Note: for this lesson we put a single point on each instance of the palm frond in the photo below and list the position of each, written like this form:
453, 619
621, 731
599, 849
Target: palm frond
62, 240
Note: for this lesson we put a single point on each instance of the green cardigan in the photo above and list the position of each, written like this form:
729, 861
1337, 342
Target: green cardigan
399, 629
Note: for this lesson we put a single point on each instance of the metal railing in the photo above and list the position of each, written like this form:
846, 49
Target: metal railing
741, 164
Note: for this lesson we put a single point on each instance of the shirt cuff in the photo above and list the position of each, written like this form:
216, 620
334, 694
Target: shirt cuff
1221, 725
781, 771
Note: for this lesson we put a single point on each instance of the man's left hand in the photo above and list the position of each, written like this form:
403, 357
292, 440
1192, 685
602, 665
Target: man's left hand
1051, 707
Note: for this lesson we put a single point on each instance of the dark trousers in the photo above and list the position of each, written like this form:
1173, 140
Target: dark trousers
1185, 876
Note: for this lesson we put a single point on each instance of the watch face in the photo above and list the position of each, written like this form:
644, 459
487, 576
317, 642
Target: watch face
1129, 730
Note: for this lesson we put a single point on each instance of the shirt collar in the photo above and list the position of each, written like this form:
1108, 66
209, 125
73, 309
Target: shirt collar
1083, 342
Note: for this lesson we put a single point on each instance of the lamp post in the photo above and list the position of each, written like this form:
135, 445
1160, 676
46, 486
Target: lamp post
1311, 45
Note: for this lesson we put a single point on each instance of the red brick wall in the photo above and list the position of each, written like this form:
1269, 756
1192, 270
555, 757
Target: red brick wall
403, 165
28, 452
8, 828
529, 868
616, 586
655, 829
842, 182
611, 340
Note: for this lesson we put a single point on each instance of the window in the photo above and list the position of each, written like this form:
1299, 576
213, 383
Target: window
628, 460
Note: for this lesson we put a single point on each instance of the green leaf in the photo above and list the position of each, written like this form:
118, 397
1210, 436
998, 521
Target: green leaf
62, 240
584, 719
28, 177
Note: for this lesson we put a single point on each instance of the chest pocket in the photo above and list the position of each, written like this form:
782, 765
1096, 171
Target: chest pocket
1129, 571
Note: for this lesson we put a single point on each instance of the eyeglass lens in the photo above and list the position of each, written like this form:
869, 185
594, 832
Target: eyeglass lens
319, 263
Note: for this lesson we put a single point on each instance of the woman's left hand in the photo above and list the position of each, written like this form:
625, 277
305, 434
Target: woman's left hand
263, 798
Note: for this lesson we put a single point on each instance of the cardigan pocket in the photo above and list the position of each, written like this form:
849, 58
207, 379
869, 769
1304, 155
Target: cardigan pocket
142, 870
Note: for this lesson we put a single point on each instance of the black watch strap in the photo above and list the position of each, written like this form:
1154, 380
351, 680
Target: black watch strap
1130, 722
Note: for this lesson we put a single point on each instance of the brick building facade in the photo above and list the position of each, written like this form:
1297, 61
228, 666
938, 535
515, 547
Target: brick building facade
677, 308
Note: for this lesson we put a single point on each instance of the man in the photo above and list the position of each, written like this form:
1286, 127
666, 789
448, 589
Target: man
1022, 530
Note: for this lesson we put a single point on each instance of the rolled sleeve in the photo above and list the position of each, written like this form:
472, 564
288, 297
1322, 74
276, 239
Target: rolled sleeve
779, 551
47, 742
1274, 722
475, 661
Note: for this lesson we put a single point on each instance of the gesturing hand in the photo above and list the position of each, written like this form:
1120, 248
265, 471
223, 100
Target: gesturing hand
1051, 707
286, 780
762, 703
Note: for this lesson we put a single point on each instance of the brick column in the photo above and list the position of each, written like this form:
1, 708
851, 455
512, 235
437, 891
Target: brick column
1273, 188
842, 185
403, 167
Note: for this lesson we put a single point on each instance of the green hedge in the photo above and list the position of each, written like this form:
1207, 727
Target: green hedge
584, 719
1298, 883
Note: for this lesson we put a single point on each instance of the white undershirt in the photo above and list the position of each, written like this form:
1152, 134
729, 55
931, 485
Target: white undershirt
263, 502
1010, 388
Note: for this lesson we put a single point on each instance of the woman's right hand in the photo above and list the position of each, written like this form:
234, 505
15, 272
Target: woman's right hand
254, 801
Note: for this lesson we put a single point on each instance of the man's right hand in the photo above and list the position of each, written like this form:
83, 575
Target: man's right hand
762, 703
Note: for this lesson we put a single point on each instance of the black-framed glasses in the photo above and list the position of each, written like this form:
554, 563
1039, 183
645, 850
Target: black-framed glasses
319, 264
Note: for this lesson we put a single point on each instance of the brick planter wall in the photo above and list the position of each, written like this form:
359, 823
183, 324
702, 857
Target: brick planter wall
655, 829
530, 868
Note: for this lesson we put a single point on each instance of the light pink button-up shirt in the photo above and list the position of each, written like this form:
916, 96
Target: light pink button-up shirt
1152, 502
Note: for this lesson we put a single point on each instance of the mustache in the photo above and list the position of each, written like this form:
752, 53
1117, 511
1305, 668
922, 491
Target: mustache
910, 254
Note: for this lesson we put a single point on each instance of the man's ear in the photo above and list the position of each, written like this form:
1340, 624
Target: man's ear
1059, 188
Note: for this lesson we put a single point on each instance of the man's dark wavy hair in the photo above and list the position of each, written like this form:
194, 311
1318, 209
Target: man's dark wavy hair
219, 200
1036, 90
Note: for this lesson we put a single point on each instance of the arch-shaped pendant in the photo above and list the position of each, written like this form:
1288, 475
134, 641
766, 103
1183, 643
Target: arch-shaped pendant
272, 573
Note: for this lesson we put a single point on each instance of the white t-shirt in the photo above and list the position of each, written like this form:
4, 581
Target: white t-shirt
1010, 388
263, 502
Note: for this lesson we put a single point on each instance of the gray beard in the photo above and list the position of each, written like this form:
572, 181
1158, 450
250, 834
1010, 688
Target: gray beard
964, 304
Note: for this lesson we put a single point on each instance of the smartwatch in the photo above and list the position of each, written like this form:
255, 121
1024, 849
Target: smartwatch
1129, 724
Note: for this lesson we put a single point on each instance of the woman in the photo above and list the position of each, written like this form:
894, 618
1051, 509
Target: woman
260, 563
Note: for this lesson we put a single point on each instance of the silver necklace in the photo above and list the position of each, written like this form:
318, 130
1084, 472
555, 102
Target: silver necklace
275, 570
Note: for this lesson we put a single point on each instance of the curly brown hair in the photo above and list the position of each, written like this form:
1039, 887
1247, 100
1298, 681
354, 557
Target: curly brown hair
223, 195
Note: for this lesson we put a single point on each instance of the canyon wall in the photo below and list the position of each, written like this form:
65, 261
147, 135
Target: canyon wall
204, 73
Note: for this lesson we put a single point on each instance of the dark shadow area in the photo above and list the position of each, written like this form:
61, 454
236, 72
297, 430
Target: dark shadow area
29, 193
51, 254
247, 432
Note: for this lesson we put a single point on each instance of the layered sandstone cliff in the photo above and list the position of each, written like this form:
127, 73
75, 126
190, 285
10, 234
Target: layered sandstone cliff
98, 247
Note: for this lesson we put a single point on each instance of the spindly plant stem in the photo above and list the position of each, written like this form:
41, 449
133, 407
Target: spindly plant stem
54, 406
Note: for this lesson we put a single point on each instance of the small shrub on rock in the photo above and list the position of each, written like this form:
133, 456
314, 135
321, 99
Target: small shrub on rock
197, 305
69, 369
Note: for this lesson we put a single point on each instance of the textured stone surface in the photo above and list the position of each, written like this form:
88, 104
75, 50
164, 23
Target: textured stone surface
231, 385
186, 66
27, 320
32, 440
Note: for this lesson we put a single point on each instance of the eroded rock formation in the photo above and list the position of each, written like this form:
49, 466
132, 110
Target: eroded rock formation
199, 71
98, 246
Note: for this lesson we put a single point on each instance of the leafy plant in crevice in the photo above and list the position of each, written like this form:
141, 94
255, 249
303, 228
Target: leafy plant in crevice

▸ **Exercise prompt**
Only an exact copy of the entries above will do.

▸ **Solution below**
Note: for this lesson we put a single point on each instance of the palm frond in the photo below and list the position of each, written like this form:
453, 619
621, 731
599, 849
Target: palm frond
62, 240
Note: for this lesson we put a single point on each instance of the green cardigan in the photo above and list the position of each, written like this form:
729, 861
1337, 342
Target: green cardigan
399, 629
Note: for this lesson we put a single point on each instance of the metal railing in the photo above and list the position of each, written like this form:
846, 49
Target: metal railing
741, 164
Note: for this lesson we put a single point on each instance of the shirt cuff in the photo above and list the position of each, written like this form:
216, 620
334, 694
Target: shirt cuff
1221, 725
781, 771
Note: for this lesson we put a single point on each instance of the man's left hand in the photo above and list the position of each, written like this form:
403, 357
292, 440
1192, 685
602, 665
Target: man's left hand
1051, 707
Note: for this lesson we put a single point on each instance of the dark trousers in the photo above and list the position of each, written like this form:
1173, 140
Target: dark trousers
1185, 876
Note: for this lesson we put a single point on each instance of the watch face in the photo above and list the position of each, written like this form:
644, 459
487, 576
317, 642
Target: watch face
1129, 730
Note: for this lesson we put a single point on each instance of the shirt collar in the photo above and list the position of each, written like this form:
1108, 66
209, 125
73, 309
Target: shirt collar
1083, 342
Note: for this lesson we put a single point on each instance of the lamp post in the photo above and list the position of each, written like this form:
135, 445
1160, 676
46, 486
Target: lamp post
1311, 45
Note: for this lesson we put a single point on each instance of the red brick wall in the photo above and list the position of each, written like this form:
1269, 756
1192, 270
555, 757
Target: red brick wall
403, 165
28, 452
8, 828
529, 868
616, 586
655, 829
842, 182
611, 340
Note: for this lesson we put a single point on each instance of the window in the photo above and list the position of each, written like this form:
1299, 576
213, 383
Target: window
628, 460
Note: for this lesson we put a single point on each instance of the green leaf in the photo above and list the position of each, written like this form:
118, 397
1210, 436
998, 521
Target: green leaf
62, 240
584, 719
28, 177
Note: for this lesson we put a single point on each instance of the chest pocket in the photo above and list the position of each, written like this form:
782, 765
1096, 171
Target: chest pocket
1129, 571
Note: for this lesson we put a single point on each instance of the eyeglass lens in the photo above and list the position of each, written like this form:
869, 185
594, 832
Target: eyeglass lens
319, 263
Note: for this lesson we put a single point on each instance of the woman's left hand in the photo above and list the position of each, written like this form:
625, 277
305, 434
Target: woman's left hand
263, 798
Note: for this lesson we put a single point on each instance of the cardigan pocket in the photo above and list the position of each, written like this form:
849, 58
207, 379
869, 769
1304, 155
Target: cardigan pocket
142, 870
Note: for this lesson we put a single point on each instance of the black watch strap in the photo above and list the position of each, written like this form:
1154, 380
351, 680
Target: black watch strap
1130, 722
Note: for this lesson we put a single point on each instance of the brick building facade in the photo above and list the position of each, written like this form:
1297, 61
228, 666
938, 535
515, 547
Target: brick building facade
677, 308
Note: for this lesson we put a single point on each instance of the man in the photo above and list the position of each, written like this form:
1286, 127
666, 789
448, 589
Target: man
1022, 530
Note: for this lesson we put a single point on each instance of the rolled sleeve in the photo above and list the position of each, written like this form:
472, 564
288, 297
1322, 74
276, 239
Target: rolled sleeve
779, 551
47, 742
1274, 722
475, 661
Note: for this lesson we put a single point on each instance of the gesturing hand in the photo above and list the position of each, written like this form:
1120, 248
265, 471
223, 100
Target: gesturing hand
1051, 707
286, 780
762, 703
Note: for this lesson we put a single point on each instance of the brick column in the photo above and list the position of each, written like this form:
1, 708
851, 455
512, 235
437, 891
Target: brick column
1273, 188
842, 185
403, 167
Note: for this lesson we put a single point on each instance of the green hedge in the photo above and list the position of each, written like this form:
1207, 727
Target: green hedge
584, 719
1298, 883
Note: for this lesson we put a single point on each instance of the white undershirt in the photo above and list the position of each, written like this form:
1152, 134
729, 55
931, 485
Target: white undershirt
263, 502
1010, 388
Note: for this lesson we put a single point on each instance of the woman's right hand in the photo above and list the position of each, written like this form:
234, 505
15, 272
Target: woman's right hand
254, 801
Note: for this lesson we put a single point on each instance of the man's right hand in the photo above and list the position of each, written like this form:
83, 575
Target: man's right hand
762, 703
Note: for this lesson we put a single point on each instance of the black-framed glasses in the photo above and list the position of each, written like this form:
554, 563
1039, 183
645, 850
Target: black-framed glasses
319, 264
Note: for this lesson we put a single point on each instance of the brick planter wall in the photo above and list the position of each, written like this form:
359, 823
183, 324
702, 857
Target: brick planter wall
655, 829
530, 868
Note: for this lesson we put a single point on each instance of the light pink button-up shirt in the photo above and list the position of each, written like this form:
916, 96
Target: light pink button-up shirt
1152, 502
Note: for this lesson we put a single point on each instance of the mustache in the photo above and list the position of each, written like this form:
752, 53
1117, 511
1305, 668
922, 491
Target: mustache
910, 254
Note: for this lesson we put a single point on each instance of the man's ear in the photo above and list the position of each, written like this form:
1340, 624
Target: man's ear
1059, 188
Note: for this lesson we put a single point on each instance of the man's dark wavy hair in the photo above and list the position of each, written like this form:
194, 311
1318, 209
Target: man's dark wavy hair
219, 200
1036, 90
Note: for this lesson we put a single point on each instance of the arch-shaped pendant in the photo above and list the position of each, written like this form:
1288, 475
134, 641
766, 103
1183, 643
Target: arch-shaped pendant
272, 573
Note: for this lesson we put a single point on each instance of the white t-shirt in the photo above and list the position of each, written like this form:
4, 581
Target: white t-shirt
1010, 388
263, 502
Note: for this lesson we put a single point on each instance of the gray beard in the photo above and list the position of each, written like this form:
572, 181
1158, 450
250, 834
1010, 688
Target: gray beard
964, 304
Note: for this lesson we put a single point on each instance of the smartwatch in the photo above and list the position of each, written like this form:
255, 121
1024, 849
Target: smartwatch
1129, 724
Note: for this lesson we put a single point on each instance of the woman in the photo above and list the position of each, written like this form:
894, 618
1051, 509
Target: woman
260, 563
Note: for this lesson we put a single point on each instance of the silver necklace in the photo above and list the position of each, written like this form:
318, 130
1084, 472
555, 102
Target: silver necklace
275, 570
Note: for this lesson we put a single point on each instance of the curly brown hair in the photo above and list the position of each, written like this form:
1039, 887
1247, 100
1298, 681
354, 557
Target: curly brown hair
223, 195
Note: for this lesson we put a single point on each instance of the canyon wall in the photo below and list the position of each, written like this form:
65, 261
147, 135
Target: canyon wall
204, 73
Note: for this lesson we put a single point on each instance of the dark shadow area in the photo above and list the position of each, written like this form:
61, 454
236, 72
297, 430
Target: dark shadow area
29, 193
51, 254
247, 432
Note: for this lesson we put a single point on each instance of the layered sandstone cliff in the photo above and list the position of each, written like this form:
127, 73
75, 126
190, 285
10, 234
Target: layered sandstone cliff
98, 247
Note: for this lesson we put a single point on each instance of the spindly plant stem in the photo above and list the position of each, written like this form:
41, 449
133, 407
Target: spindly plant stem
54, 406
Note: for this lesson we put a single point on each instance of the small shrub on rock in the photo above and list the position of each, written like this form:
133, 456
314, 135
321, 99
Target: small shrub on rock
197, 305
69, 369
Note: for this lesson we put a single point on each instance of the textured stone surface in the photo above and list the position of each, written like this form:
88, 104
75, 50
164, 23
Target: textured stone surface
231, 385
186, 66
27, 320
32, 440
Note: for this lesson we put a single point on each instance of the eroded rock formation in the photo above and list the position of each, written like this form:
49, 466
132, 110
Target: eroded rock formation
199, 71
98, 246
Note: for this lesson we put a single point on each instance of the leafy plant in crevice in the photo above and list the position of each, written like this form:
141, 94
255, 249
303, 228
Target: leafy plant in crevice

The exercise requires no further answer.